### FILAS PROPORCIONADAS
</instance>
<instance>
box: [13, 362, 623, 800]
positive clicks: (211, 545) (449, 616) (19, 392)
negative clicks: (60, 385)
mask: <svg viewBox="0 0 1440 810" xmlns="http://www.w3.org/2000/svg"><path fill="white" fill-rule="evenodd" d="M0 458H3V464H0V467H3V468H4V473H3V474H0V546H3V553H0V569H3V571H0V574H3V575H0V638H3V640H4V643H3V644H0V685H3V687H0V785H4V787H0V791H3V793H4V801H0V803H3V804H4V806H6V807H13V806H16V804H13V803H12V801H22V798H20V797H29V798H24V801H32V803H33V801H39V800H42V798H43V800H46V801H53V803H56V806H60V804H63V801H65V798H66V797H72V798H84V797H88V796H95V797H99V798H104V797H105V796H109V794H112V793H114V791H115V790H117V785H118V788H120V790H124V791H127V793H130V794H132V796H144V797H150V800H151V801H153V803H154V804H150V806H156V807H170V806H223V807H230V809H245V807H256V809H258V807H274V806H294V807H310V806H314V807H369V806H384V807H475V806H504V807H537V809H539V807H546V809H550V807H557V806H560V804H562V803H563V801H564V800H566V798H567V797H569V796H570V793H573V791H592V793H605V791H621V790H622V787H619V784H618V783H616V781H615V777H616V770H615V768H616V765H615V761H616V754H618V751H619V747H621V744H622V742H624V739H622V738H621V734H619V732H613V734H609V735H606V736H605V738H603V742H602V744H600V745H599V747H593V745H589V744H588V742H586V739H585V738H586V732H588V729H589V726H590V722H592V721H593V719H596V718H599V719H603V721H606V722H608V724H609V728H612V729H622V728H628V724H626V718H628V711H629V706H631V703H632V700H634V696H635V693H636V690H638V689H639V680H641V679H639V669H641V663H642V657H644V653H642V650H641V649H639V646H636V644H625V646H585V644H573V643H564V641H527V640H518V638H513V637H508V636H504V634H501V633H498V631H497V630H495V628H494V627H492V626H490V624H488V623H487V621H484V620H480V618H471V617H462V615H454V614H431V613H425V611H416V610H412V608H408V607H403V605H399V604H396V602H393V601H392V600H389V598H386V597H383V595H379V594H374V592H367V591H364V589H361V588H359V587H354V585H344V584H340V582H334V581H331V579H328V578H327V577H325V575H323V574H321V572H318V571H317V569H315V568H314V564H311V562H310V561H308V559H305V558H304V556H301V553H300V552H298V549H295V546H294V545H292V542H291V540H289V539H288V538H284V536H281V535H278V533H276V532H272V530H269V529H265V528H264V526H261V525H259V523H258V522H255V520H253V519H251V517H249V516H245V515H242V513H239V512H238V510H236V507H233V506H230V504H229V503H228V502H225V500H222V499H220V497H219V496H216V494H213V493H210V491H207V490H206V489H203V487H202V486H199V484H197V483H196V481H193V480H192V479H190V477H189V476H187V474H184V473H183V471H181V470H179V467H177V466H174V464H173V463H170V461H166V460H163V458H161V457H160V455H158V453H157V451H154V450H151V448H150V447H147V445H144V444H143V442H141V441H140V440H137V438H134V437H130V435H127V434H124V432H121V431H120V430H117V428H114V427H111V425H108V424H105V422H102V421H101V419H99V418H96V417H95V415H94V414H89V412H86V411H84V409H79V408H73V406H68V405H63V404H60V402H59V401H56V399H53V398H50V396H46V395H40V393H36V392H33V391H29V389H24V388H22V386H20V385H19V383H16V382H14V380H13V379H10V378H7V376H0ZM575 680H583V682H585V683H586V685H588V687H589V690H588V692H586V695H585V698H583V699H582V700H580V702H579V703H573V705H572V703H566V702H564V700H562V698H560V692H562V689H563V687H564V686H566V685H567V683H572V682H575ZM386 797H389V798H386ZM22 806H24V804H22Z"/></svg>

### ORDEN DE TRABAJO
Cambia, por favor, "negative clicks" por "negative points" en todas estas filas y deja el resto sin cambios.

### RESPUESTA DE TAREA
</instance>
<instance>
box: [13, 362, 623, 800]
positive clicks: (211, 545) (449, 616) (19, 392)
negative points: (60, 385)
mask: <svg viewBox="0 0 1440 810" xmlns="http://www.w3.org/2000/svg"><path fill="white" fill-rule="evenodd" d="M0 458H3V464H0V467H3V468H4V473H3V474H0V546H3V553H0V569H3V571H0V574H3V575H0V638H3V640H4V643H3V644H0V685H3V687H0V785H4V787H0V791H3V793H4V801H0V803H3V804H4V806H6V807H13V806H16V804H13V803H12V801H22V798H20V797H29V798H24V801H32V803H33V801H39V800H42V798H43V800H46V801H53V803H56V806H60V804H63V801H65V798H66V797H72V798H84V797H88V796H95V797H99V798H104V797H105V796H109V794H112V793H114V791H115V790H117V785H118V788H120V790H124V791H127V793H130V794H132V796H144V797H150V800H151V801H153V803H154V804H150V806H156V807H170V806H223V807H230V809H245V807H256V809H258V807H274V806H294V807H310V806H314V807H369V806H384V807H475V806H504V807H537V809H539V807H546V809H550V807H557V806H560V804H562V803H563V801H564V800H566V798H567V797H569V796H570V793H573V791H592V793H605V791H621V790H622V787H619V784H618V783H616V781H615V777H616V770H615V768H616V765H615V761H616V754H618V751H619V747H621V744H622V742H624V739H622V738H621V734H619V732H613V734H609V735H606V736H605V738H603V742H602V744H600V745H599V747H593V745H589V744H588V742H586V739H585V738H586V732H588V729H589V726H590V722H592V721H593V719H596V718H599V719H603V721H606V722H608V724H609V728H612V729H622V728H628V724H626V718H628V711H629V706H631V703H632V700H634V696H635V693H636V690H638V689H639V680H641V679H639V669H641V663H642V657H644V653H642V650H641V649H639V646H636V644H625V646H585V644H573V643H564V641H527V640H518V638H513V637H508V636H504V634H501V633H498V631H497V630H495V628H494V627H492V626H490V624H488V623H487V621H484V620H480V618H471V617H462V615H454V614H431V613H425V611H416V610H412V608H408V607H403V605H399V604H396V602H393V601H392V600H389V598H386V597H383V595H379V594H374V592H367V591H364V589H361V588H359V587H354V585H344V584H340V582H334V581H331V579H328V578H327V577H325V575H323V574H321V572H318V571H317V569H315V568H314V564H311V562H310V561H308V559H305V558H304V556H301V553H300V552H298V549H295V546H294V545H292V542H291V540H289V539H288V538H284V536H281V535H278V533H276V532H272V530H269V529H265V528H264V526H261V525H259V523H258V522H255V520H253V519H251V517H249V516H245V515H242V513H239V512H238V510H236V507H233V506H230V504H229V503H228V502H225V500H222V499H220V497H219V496H216V494H213V493H210V491H207V490H206V489H203V487H202V486H199V484H197V483H196V481H193V480H192V479H190V477H189V476H187V474H184V473H183V471H181V470H179V467H177V466H174V464H173V463H170V461H166V460H163V458H161V457H160V455H158V453H157V451H154V450H151V448H150V447H147V445H144V444H143V442H141V441H140V440H137V438H134V437H130V435H127V434H124V432H121V431H120V430H117V428H114V427H111V425H108V424H105V422H102V421H101V419H99V418H96V417H95V415H94V414H89V412H86V411H84V409H79V408H73V406H68V405H63V404H60V402H59V401H56V399H53V398H50V396H46V395H40V393H36V392H33V391H29V389H24V388H22V386H20V385H19V383H16V382H14V380H13V379H10V378H7V376H0ZM575 680H583V682H585V683H586V685H588V687H589V690H588V692H586V695H585V698H583V699H582V700H580V702H579V703H573V705H572V703H566V702H564V700H562V698H560V692H562V689H563V687H564V686H566V685H567V683H572V682H575ZM386 797H389V798H386ZM22 806H24V804H22Z"/></svg>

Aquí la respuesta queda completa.